#### Work item
Both the line containing "Query: large cylindrical pipe" and the last line of the listing are included: write out exactly the lines from one to the other.
===== Extracted information =====
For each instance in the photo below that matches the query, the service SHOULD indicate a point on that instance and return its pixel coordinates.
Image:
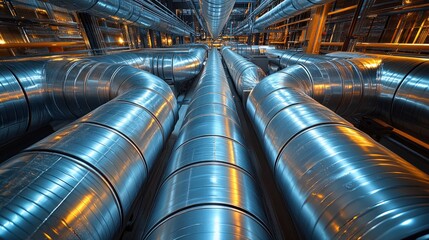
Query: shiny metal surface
(84, 178)
(244, 73)
(285, 9)
(216, 13)
(208, 189)
(222, 224)
(15, 115)
(130, 12)
(48, 195)
(286, 58)
(410, 105)
(173, 65)
(347, 86)
(336, 180)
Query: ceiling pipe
(336, 180)
(216, 14)
(128, 11)
(283, 10)
(215, 192)
(245, 74)
(80, 182)
(26, 86)
(245, 23)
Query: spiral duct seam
(209, 188)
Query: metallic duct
(129, 11)
(208, 189)
(216, 13)
(175, 65)
(29, 89)
(393, 88)
(287, 58)
(80, 182)
(346, 86)
(244, 73)
(283, 10)
(245, 23)
(336, 180)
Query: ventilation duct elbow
(210, 160)
(337, 181)
(81, 181)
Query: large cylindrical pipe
(129, 11)
(209, 190)
(216, 13)
(175, 65)
(283, 10)
(287, 58)
(244, 73)
(81, 181)
(336, 180)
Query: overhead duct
(336, 180)
(208, 189)
(80, 182)
(283, 10)
(174, 65)
(285, 59)
(216, 13)
(244, 73)
(129, 11)
(245, 23)
(26, 86)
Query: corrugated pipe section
=====
#### Solved problem
Query: large cylindrical pipe
(129, 11)
(209, 190)
(216, 13)
(175, 65)
(283, 10)
(287, 58)
(244, 73)
(81, 181)
(336, 180)
Query: overhead duct
(336, 180)
(208, 189)
(80, 182)
(283, 10)
(174, 65)
(285, 59)
(216, 13)
(244, 73)
(129, 11)
(245, 23)
(26, 86)
Query: corrugated pipe section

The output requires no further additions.